_Challenges:_
(1) Copy out the passage from the essay on the end of the old world order, starting at "Extremes such as" and ending at "benefit of hindsight).".
(2) Extend the essay on the end of the old world order, picking up right after its final sentence.

_Extract provided:_
THE END OF AN ERA:
(by Olivier Monod, CCIM)
The World Order Before the 1910's
Before the 1910's, the world was in many ways a juxtaposition of several regional spheres of influence; each with its own currency, its privileged trading partners, its language, its customs, and its political regime. The political landscape appeared stable and was comprised primarily of monarchies and republics with little involvement in the business world - what could be called "early capitalism".
Extremes such as Communism, Fascism or Nazism did not exist at governmental levels - they were only the dreams (or nightmares) of a handful of intellectuals or of persons deemed "slightly off".
The World Order Between the Two World Wars
Unfortunately, the momentous destructions left by the Great War led what was 'marginal thinking' to become 'main stream'. Several large and powerful countries elected, chose or were sympathetic to causes which would have seemed insane a few years earlier (and which now appear insanely murderous with the benefit of hindsight).
These political changes were the first obvious sign of a change in the world order: Europe was fading away, while America was rising quickly. Yet for most people living in the 1920's, Europe was still at the top. What truly was a change in the world balance of power was initially perceived as a change in the mentalities of people, or more precisely, as a loss of faith in the old mentalities.
The first tangible economic sign of this evolution was a major crisis, which came down in History as "The Great Depression" or the "1929 Crisis". What caused it? The inadequacies between the system supporting the previous world order and the system necessitated by a world controlled by one new power: America.
In short, the manipulation of the rates of exchange on currencies, and excessive tariffs were what had kept the old world order afloat; but it was not appropriate for a world dominated by only one country, the United States.
In the old days, each currency had the strength of the economy behind it, and each major currency had the ability to be exchange for gold; it was the obvious value of each regional system. It was the norm back then - and it had for strong benefit the inability for each country to fudge too much with the true value of its currency. The system protected the relative strengths between spheres of influence.
Undervaluation: The Insidious Sin That Destroyed the System
Undervaluation, or the artificially forced way to exchange a currency below its true value when compared to another currency, did the final blow to the old world order (and with the modern twist of an ever more devaluated dollar, it may well be what we are experiencing today).

_Data supplied:_
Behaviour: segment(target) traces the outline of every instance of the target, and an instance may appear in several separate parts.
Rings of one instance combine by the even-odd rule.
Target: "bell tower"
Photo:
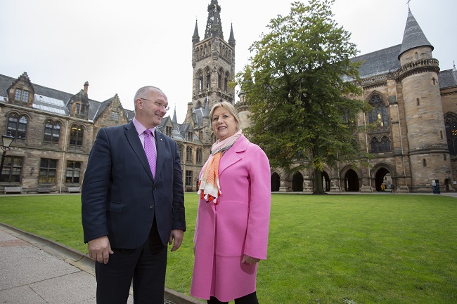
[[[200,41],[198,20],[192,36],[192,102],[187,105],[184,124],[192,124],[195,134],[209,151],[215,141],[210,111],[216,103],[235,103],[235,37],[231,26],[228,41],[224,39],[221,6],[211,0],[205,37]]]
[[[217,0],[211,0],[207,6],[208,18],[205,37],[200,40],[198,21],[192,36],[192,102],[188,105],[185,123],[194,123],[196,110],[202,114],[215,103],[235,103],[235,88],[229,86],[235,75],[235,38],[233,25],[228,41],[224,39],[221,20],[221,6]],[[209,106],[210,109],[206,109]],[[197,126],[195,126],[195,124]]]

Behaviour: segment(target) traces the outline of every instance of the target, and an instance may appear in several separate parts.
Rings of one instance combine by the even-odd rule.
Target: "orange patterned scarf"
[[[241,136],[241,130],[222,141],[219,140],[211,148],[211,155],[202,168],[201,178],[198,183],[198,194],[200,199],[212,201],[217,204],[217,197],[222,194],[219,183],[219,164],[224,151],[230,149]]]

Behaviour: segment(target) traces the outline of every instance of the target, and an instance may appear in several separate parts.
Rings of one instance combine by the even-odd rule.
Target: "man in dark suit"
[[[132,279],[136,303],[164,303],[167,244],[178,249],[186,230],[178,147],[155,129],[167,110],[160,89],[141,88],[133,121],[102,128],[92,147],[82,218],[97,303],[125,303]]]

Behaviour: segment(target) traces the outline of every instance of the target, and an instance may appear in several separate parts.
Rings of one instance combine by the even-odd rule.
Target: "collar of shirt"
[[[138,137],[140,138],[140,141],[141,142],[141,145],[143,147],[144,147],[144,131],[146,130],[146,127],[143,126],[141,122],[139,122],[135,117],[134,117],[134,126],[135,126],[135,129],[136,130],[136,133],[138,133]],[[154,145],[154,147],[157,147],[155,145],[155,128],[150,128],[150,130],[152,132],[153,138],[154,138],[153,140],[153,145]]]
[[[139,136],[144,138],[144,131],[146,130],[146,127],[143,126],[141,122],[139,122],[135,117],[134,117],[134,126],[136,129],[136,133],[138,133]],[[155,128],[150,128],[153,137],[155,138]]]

_Answers:_
(1)
Extremes such as Communism, Fascism or Nazism did not exist at governmental levels - they were only the dreams (or nightmares) of a handful of intellectuals or of persons deemed "slightly off".
The World Order Between the Two World Wars
Unfortunately, the momentous destructions left by the Great War led what was 'marginal thinking' to become 'main stream'. Several large and powerful countries elected, chose or were sympathetic to causes which would have seemed insane a few years earlier (and which now appear insanely murderous with the benefit of hindsight).

(2)
Here is why undervaluation is tempting on the short term:
Devaluations of currencies have, for immediate effect, the ability to boost exports by rendering manufactured goods cheaper to foreign potential buyers. Therefore, they carry strong political baggage; a devaluation is an easy way to create jobs and help the balance of trade...in the short term.
Here is why undervaluation is bad on the long term:
After a while, devaluations bring about deflation, which in turn slows down consumption (doesn't it sound familiar?) - with decreased consumption, increased unemployment follows. The last chapter of this sad succession is a decrease in the international trade; which is bad for everyone.
A Second Look at "Bretton Woods"
Where is Bretton Woods? Bretton Woods, or more precisely the "Mount Washington Hotel" in Bretton Woods, is a large palace and a fancy resort. The setting is breath-taking, in the northern mountains of New Hampshire. In the winter, wealthy guests can ski there. In the summer, the surroundings are conducive to nature walks, fishing and other outdoors activities. It is also a wonderful location for meetings requiring confidentiality and security.
What happened there? Toward the end of the Second World War, the bankruptcy of the previous system was obvious. Many nations, led by the United States and Great Britain, met at the Mount Washington Hotel in order to establish the new rules to govern the world's economy. It was the first "United Nations' Monetary and Financial Conference".
What was decided there? The agreement resulting from this conference was signed on July 22nd, 1944 by the representatives of over forty countries. The Dollar would become the only international currency. All international commercial transactions would be expressed in Dollars. Gold would still be part of the system, but in the background: the U.S. currency could be exchanged, at any time, at the US Treasury at the rate of $35 per once of the precious metal. In offering this "exchangeability", the U.S. Secretary of Treasury was not giving away much: the U.S. were back then holding over 80% of the world's reserves of gold. The "Gold Exchange Standard", as it was called, was simply the recognition of that fact.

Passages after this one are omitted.